- [PROBLEM REQUIREMENTS]:
Pull out the lines from the one containing "Trace the outline of every instance of the round" through the end of the rows, including both ends, and repeat them word for word.

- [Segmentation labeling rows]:
%%
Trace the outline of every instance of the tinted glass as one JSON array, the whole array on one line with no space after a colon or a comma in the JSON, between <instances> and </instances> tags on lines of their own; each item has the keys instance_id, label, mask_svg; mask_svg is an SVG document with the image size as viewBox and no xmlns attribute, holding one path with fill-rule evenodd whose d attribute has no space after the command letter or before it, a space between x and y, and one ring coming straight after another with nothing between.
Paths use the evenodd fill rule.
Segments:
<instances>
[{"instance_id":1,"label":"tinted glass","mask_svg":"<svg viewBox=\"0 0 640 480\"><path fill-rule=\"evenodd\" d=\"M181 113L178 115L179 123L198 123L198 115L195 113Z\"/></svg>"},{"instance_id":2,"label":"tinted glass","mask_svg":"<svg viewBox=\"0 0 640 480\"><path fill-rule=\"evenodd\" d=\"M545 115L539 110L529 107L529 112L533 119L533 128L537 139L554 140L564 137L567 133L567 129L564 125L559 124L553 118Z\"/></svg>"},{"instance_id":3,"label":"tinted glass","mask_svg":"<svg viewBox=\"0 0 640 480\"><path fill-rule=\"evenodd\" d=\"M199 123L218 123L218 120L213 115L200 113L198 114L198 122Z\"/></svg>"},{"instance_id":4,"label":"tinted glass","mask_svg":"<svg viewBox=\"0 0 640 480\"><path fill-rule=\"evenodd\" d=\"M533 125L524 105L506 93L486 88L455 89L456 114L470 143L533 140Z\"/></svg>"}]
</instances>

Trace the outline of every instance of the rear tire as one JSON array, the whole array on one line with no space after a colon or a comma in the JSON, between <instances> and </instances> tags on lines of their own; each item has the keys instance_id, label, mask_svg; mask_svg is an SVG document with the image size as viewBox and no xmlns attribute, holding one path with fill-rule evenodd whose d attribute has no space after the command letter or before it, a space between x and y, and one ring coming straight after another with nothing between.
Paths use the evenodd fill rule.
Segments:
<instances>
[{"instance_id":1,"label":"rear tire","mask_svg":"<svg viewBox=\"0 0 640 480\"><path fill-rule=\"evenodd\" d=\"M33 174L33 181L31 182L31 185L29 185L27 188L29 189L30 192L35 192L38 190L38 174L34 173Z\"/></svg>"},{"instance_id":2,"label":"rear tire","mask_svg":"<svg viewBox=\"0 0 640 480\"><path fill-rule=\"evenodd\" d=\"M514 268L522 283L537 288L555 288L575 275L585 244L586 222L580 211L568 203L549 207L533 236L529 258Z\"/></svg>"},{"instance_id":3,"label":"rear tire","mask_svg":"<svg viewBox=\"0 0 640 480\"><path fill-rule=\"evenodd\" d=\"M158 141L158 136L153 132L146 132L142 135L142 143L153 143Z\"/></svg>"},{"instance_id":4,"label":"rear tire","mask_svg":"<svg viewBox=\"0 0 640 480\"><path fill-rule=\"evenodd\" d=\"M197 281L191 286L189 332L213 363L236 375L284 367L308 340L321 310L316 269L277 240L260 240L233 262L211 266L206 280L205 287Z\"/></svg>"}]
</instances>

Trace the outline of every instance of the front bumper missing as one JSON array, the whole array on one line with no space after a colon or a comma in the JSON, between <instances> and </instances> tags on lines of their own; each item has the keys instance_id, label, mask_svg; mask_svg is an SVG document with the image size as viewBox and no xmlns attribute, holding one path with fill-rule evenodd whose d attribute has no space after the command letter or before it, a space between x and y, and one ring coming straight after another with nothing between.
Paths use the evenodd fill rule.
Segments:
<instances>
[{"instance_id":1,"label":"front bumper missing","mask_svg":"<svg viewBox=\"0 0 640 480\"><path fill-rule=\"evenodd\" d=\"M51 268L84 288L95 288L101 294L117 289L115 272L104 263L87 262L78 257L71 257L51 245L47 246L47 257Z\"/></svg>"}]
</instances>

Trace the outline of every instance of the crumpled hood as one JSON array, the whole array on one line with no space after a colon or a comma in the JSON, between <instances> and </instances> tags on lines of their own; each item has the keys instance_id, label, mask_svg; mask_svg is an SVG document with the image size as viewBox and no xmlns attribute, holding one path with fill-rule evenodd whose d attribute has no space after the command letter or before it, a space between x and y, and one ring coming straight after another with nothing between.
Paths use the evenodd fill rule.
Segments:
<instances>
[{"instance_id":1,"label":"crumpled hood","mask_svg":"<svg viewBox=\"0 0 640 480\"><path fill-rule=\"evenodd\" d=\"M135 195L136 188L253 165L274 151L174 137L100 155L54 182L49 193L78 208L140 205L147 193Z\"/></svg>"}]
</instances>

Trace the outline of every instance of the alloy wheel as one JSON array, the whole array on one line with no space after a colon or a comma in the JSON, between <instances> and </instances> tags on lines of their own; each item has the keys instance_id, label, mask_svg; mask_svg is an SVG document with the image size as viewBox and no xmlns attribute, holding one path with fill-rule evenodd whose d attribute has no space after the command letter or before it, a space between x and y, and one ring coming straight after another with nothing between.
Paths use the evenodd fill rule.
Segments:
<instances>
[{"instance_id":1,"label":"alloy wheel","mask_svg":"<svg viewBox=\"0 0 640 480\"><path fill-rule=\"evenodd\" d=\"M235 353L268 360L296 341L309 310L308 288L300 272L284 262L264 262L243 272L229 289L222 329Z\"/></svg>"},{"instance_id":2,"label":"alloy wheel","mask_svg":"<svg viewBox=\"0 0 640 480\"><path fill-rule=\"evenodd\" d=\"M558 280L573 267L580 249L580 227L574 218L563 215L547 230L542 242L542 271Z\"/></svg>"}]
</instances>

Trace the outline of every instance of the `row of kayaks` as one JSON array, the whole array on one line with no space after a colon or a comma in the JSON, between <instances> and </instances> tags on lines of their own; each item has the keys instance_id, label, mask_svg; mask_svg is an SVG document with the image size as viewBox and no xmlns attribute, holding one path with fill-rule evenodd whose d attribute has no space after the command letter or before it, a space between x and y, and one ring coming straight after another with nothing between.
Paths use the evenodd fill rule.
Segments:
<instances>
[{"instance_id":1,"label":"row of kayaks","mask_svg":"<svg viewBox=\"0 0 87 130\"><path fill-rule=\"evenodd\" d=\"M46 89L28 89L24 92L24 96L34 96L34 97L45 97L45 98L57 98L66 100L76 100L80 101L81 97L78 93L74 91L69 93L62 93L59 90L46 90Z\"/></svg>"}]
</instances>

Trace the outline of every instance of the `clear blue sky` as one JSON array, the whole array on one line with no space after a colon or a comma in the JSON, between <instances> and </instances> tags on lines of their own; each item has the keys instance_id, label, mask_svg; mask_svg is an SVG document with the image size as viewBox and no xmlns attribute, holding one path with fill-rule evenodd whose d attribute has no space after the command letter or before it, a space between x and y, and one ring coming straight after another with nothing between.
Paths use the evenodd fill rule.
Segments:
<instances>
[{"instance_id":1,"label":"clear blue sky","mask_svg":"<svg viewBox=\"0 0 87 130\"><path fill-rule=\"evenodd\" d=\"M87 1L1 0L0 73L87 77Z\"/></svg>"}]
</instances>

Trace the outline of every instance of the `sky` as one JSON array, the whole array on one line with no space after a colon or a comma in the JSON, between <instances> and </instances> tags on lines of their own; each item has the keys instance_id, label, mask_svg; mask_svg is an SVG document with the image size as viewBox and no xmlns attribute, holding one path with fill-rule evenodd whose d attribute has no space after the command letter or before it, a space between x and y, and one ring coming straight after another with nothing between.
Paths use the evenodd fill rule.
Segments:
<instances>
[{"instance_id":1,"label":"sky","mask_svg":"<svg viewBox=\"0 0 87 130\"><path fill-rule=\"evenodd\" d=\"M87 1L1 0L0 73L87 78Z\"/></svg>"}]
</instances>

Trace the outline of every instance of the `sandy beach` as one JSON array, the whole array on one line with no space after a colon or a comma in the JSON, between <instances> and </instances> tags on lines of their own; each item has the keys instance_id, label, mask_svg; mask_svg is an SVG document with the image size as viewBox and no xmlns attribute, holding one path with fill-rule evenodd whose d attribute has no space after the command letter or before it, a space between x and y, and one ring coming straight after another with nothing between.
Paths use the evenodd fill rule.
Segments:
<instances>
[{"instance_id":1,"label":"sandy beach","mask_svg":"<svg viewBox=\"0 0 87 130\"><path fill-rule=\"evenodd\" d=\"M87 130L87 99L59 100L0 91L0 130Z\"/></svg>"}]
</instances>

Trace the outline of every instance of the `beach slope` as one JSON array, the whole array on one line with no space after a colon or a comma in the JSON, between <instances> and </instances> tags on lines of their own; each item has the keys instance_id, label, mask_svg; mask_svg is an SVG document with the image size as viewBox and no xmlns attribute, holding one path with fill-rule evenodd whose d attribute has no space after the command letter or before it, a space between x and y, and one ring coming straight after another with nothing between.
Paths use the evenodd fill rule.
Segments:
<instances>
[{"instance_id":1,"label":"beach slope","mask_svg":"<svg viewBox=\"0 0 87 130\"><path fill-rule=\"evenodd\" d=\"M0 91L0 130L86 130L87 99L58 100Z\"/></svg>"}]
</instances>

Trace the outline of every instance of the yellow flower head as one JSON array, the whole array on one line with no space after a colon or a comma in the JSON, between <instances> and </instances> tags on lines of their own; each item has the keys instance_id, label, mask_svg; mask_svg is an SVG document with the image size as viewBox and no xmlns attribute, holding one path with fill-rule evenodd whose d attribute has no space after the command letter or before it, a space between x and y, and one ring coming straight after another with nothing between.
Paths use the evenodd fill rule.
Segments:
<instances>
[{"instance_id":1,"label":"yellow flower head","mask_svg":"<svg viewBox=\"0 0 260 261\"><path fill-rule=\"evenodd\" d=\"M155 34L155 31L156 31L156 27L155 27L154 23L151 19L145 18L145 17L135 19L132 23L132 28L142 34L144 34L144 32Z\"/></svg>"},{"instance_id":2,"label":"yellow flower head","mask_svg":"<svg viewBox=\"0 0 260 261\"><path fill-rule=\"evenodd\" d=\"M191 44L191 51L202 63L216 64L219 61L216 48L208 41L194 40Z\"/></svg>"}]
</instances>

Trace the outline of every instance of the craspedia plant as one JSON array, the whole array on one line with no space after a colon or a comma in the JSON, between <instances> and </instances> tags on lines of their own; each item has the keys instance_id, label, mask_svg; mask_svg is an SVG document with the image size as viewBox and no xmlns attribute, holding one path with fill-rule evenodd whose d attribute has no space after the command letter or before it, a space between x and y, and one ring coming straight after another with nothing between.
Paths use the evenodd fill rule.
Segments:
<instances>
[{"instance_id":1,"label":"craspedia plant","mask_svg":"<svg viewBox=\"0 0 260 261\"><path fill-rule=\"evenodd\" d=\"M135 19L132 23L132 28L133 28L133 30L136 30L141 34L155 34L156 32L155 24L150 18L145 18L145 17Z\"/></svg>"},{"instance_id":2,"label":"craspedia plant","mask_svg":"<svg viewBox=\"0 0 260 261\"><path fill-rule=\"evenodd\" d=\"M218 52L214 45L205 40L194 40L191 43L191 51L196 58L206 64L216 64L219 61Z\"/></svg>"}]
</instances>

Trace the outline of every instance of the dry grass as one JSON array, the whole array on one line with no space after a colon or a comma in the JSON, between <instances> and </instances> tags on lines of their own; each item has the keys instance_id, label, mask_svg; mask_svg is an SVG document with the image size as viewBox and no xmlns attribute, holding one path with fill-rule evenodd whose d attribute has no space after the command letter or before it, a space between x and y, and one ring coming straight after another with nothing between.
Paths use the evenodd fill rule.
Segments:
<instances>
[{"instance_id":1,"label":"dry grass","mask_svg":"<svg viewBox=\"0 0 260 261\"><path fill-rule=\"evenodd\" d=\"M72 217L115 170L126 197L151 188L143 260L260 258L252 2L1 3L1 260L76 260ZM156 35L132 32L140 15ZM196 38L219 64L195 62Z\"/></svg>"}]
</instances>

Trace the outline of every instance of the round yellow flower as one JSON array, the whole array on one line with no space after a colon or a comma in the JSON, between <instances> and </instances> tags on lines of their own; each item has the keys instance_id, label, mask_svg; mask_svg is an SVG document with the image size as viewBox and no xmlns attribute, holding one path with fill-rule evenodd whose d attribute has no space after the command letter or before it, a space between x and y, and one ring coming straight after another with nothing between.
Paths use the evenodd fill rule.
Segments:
%%
- [EXERCISE ANSWER]:
Trace the outline of every instance of the round yellow flower as one JSON array, the whole array on one line with no space after a colon or a comma in the JSON, between <instances> and </instances> tags on lines of their own; each item has the keys instance_id, label, mask_svg; mask_svg is an SVG document with the image size as viewBox and no xmlns attribute, holding one path with fill-rule evenodd whose d attribute has no space after the command letter or before it, a space between x and y, and one ring coming straight after another with nothing between.
Paths use the evenodd fill rule.
Segments:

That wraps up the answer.